Your objective:
How many of the lines below contain the word "jersey"? Reply with the number alone.

Records supplied:
● ● ● ● ● ● ●
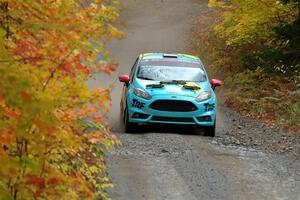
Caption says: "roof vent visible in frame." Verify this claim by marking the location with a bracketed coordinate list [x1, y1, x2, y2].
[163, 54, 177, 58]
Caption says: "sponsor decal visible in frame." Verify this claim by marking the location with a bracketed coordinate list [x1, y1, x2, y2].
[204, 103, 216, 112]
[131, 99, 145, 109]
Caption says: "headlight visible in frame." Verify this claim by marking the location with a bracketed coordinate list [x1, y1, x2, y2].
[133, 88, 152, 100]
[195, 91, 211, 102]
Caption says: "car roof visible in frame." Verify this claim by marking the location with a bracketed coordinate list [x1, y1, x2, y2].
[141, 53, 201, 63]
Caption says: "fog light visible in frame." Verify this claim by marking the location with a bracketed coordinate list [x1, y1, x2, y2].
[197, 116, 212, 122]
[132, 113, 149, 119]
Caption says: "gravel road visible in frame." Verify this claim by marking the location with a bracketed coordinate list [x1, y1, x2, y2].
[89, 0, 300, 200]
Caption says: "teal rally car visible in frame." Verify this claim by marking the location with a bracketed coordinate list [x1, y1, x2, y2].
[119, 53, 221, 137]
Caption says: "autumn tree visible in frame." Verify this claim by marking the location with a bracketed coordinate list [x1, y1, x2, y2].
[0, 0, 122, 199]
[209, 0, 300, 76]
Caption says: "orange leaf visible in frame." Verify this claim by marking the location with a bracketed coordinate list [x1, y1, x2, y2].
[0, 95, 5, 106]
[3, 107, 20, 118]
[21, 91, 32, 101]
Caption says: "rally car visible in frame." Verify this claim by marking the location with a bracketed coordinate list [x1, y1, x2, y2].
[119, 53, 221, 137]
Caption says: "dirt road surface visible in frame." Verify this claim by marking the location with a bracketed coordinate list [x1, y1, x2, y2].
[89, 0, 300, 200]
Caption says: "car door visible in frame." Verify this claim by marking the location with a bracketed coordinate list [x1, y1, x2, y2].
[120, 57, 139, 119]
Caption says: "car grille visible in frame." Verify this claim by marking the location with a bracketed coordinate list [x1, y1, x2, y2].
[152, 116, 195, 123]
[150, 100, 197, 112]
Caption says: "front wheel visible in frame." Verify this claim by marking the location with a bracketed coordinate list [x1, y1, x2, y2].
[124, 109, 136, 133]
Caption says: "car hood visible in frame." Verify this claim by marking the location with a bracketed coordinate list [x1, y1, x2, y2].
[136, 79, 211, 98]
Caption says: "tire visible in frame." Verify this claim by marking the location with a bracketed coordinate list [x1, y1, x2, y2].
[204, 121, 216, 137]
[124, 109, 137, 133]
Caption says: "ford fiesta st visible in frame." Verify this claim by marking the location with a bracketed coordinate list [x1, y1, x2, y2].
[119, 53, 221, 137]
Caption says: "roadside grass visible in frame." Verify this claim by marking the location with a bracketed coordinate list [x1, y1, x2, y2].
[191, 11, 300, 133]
● ● ● ● ● ● ●
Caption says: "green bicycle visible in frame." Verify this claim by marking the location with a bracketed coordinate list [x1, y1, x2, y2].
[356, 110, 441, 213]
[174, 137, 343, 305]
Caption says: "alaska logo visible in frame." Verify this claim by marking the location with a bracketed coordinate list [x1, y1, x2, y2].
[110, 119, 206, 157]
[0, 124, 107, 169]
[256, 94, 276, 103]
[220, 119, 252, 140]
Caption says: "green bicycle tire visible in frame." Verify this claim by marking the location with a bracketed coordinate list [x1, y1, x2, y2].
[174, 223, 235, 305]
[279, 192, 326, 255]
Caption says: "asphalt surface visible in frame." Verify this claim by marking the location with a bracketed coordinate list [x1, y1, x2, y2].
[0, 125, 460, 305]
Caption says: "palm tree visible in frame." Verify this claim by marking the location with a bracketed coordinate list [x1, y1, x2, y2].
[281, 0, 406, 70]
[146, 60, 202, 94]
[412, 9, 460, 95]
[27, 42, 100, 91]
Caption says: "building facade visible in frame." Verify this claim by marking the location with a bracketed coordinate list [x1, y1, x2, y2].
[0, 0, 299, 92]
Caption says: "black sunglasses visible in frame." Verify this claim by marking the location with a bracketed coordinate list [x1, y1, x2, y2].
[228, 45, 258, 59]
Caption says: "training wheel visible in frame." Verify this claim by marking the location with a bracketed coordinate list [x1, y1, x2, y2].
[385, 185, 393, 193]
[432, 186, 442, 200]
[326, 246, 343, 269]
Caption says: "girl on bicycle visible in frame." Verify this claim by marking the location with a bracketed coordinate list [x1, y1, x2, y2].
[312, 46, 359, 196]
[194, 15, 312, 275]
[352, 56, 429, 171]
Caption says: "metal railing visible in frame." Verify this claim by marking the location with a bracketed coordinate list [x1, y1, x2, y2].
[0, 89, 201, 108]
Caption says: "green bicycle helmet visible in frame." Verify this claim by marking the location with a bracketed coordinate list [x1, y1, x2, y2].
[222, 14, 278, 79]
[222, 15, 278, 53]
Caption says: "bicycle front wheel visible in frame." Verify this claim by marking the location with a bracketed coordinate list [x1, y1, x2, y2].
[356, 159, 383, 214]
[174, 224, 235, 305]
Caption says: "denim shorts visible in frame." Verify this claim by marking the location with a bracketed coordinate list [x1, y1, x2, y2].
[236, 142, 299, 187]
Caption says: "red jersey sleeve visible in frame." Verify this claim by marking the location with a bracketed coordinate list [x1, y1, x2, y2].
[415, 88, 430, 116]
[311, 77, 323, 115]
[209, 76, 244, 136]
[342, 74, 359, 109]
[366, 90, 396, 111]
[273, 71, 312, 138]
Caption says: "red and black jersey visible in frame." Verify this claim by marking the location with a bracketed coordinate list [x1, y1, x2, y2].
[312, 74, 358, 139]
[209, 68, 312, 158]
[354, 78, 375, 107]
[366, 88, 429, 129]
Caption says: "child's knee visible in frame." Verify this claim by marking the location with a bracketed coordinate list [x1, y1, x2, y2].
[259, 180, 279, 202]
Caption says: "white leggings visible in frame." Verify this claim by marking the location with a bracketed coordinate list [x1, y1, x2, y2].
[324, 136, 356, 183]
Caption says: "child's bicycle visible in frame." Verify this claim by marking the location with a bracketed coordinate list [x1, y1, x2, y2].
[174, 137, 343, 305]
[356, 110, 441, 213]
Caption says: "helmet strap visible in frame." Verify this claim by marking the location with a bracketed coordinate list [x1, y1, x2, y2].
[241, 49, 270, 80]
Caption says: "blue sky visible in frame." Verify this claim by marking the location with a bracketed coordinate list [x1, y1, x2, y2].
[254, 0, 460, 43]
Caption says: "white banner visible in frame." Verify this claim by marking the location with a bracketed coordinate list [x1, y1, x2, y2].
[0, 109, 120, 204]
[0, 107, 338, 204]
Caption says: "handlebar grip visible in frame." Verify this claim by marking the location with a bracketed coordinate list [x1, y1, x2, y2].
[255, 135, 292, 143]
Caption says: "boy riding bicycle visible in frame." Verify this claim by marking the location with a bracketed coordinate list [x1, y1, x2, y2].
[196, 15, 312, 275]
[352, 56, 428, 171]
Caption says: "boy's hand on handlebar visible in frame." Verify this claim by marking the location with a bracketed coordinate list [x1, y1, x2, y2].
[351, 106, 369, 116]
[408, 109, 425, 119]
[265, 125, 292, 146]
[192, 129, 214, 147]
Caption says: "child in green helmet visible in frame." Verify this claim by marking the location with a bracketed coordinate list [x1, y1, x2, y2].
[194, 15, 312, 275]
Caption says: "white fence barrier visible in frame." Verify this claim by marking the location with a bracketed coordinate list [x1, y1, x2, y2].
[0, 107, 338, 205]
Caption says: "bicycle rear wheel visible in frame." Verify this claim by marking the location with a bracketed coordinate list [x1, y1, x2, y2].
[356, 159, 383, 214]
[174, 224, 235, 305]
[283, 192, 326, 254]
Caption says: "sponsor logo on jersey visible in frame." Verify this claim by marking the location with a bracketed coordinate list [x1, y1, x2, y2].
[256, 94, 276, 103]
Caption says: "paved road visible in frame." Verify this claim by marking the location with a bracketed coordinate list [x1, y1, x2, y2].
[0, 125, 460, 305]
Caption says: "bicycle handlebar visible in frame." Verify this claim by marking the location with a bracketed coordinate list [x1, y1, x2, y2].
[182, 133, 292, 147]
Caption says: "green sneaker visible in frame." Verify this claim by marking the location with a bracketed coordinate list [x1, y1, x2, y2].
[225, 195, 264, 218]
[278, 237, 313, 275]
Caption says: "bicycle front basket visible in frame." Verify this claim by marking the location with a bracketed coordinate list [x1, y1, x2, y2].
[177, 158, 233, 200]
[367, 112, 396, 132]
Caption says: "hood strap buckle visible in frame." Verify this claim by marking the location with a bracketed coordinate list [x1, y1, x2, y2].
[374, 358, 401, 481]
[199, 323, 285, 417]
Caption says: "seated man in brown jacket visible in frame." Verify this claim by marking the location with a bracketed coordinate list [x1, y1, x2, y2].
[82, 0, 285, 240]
● ● ● ● ● ● ●
Result:
3